* begin Passage provided *

I’m tip-tap-tapping away at this on the bus home from London, where I saw Radiohead spin-off THE SMILE play at Alexandra Palace last night.1
A project birthed in 2020 as the musical equivalent of a daily lockdown walk has grown into something that feels altogether more permanent. The band’s (excellent) first album, A Light For Attracting Attention, resembled a sparse, looser version of Radiohead, but with this year’s (also excellent) second album, Wall of Eyes, and their live performances, they are revealing themselves as a different beast entirely.
Various online reviews use adjectives like “agile”, “sinewy”, and “skittish” to describe the band, which are, in fairness, pretty accurate labels (the title to this post is only half-tongue-in-cheek). Due in part to the influence of jazz drummer Tom Skinner, their songs all have a loose, informal, writhing quality, regularly switching up time signatures and mutating into extended jams, riffs and outros. This is even more noticeable live, where the production-studio sheen of their album recordings is stripped away, and moments like the groundswell of bass in the otherwise woozy Teleharmonic take on a growling, immediate quality.
Highlights include the two-parter Read the Room (one of my favourite pieces of Radiohead-adjacent music in years), a very cool extended intro leading into the jittery syncopated rhythms of A Hairdryer and the bossa-nova-tinged Wall of Eyes. The band have also dusted off and repurposed an old Thom Yorke tune, Feeling Pulled Apart By Horses, whose snarling bass feels like a pitbull plunging into your chest.

* end Passage provided *
* begin Listing *

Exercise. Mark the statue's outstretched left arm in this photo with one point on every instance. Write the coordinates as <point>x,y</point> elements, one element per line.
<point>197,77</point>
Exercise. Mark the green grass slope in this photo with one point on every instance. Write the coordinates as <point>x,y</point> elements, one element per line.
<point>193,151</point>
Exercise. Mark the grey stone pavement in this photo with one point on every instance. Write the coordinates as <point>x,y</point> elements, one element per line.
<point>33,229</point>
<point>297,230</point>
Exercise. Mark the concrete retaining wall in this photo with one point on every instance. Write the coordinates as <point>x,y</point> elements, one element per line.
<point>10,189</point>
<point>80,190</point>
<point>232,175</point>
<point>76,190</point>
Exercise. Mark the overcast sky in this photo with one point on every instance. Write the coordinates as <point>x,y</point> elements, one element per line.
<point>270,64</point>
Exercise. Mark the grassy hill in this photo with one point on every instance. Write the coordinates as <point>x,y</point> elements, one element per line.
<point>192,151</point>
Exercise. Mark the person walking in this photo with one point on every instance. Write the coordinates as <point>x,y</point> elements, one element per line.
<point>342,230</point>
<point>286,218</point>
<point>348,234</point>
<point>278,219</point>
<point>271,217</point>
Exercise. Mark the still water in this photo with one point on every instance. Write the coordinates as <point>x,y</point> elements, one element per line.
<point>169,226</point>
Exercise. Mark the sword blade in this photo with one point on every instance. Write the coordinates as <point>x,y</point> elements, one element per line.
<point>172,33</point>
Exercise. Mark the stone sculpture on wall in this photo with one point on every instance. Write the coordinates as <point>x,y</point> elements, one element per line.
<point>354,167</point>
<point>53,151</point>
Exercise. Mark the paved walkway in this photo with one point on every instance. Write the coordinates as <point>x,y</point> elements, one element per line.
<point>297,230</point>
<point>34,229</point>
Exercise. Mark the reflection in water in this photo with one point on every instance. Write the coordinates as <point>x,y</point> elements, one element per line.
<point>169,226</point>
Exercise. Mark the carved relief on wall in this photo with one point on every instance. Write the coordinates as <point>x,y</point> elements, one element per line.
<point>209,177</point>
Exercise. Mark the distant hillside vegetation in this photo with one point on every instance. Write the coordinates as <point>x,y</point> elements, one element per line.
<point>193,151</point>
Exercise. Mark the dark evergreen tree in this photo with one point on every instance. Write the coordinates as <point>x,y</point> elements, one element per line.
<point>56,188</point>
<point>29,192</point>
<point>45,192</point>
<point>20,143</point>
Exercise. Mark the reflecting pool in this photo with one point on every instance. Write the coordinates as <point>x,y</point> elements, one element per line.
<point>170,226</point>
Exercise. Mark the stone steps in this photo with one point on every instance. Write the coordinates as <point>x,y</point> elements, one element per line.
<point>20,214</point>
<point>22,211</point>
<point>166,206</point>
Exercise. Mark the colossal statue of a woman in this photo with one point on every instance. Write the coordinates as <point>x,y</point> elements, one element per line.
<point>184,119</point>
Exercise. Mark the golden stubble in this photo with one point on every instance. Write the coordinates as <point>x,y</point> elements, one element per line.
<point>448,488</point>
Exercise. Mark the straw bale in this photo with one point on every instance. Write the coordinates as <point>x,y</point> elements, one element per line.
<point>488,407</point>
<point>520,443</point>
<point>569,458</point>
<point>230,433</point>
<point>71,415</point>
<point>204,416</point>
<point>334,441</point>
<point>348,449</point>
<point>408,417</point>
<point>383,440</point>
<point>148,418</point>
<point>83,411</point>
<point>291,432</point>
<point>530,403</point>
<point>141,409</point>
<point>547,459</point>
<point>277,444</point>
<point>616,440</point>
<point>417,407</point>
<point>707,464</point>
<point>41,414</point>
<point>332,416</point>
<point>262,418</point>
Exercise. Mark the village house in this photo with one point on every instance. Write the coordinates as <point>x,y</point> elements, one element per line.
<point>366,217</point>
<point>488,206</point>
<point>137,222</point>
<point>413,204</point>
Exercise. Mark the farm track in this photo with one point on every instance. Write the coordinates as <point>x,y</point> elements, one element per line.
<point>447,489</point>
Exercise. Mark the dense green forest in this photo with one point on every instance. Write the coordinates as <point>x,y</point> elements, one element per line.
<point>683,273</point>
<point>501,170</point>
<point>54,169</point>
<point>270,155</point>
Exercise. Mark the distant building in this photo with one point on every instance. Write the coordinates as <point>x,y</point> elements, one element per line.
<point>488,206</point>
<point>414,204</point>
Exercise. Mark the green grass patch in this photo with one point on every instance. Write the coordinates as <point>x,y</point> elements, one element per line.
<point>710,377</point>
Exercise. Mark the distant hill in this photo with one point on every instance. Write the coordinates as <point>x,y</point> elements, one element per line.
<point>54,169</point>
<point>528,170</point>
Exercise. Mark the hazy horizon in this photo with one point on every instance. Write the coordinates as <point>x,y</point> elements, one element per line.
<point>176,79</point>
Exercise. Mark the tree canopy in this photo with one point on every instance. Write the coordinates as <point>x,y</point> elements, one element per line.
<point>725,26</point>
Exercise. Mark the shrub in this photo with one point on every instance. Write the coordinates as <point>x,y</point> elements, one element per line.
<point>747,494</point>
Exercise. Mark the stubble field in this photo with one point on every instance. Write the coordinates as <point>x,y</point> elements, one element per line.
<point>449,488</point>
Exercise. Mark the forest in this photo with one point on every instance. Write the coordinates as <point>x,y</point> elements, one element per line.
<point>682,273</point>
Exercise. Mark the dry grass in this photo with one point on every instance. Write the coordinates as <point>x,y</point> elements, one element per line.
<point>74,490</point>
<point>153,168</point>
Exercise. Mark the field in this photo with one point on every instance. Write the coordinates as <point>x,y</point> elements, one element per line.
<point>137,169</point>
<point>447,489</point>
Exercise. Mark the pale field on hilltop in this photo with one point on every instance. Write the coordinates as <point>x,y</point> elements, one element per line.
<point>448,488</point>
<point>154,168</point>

* end Listing *

* [Task set]:
A: Taking the concert post, rewrite the part that opens with the words containing "I’m tip-tap-tapping away" and closes with "different beast entirely.", swapping "excellent" for "superb".
B: Sum up the concert post in two sentences.
C: Based on the concert post, does each statement agree with it? Answer yes or no, and quote the words that decide it. (i) The band's first album was Wall of Eyes. (ii) Tom Skinner is a jazz drummer. (iii) Feeling Pulled Apart By Horses is a brand-new song.

* [Responses to the tasks]:
A:
I’m tip-tap-tapping away at this on the bus home from London, where I saw Radiohead spin-off THE SMILE play at Alexandra Palace last night.1
A project birthed in 2020 as the musical equivalent of a daily lockdown walk has grown into something that feels altogether more permanent. The band’s (superb) first album, A Light For Attracting Attention, resembled a sparse, looser version of Radiohead, but with this year’s (also superb) second album, Wall of Eyes, and their live performances, they are revealing themselves as a different beast entirely.

B: The Smile, a Radiohead spin-off started in 2020 as a lockdown project, has grown into something more permanent, and with its second album, Wall of Eyes, and its live shows it is revealing itself as a different beast entirely. Partly because of jazz drummer Tom Skinner, its songs have a loose, writhing quality that is even more noticeable live, and highlights included Read the Room, A Hairdryer, Wall of Eyes and a reworked old Thom Yorke tune, Feeling Pulled Apart By Horses.

C:
(i) No: "The band’s (excellent) first album, A Light For Attracting Attention"
(ii) Yes: "Due in part to the influence of jazz drummer Tom Skinner"
(iii) No: "The band have also dusted off and repurposed an old Thom Yorke tune, Feeling Pulled Apart By Horses"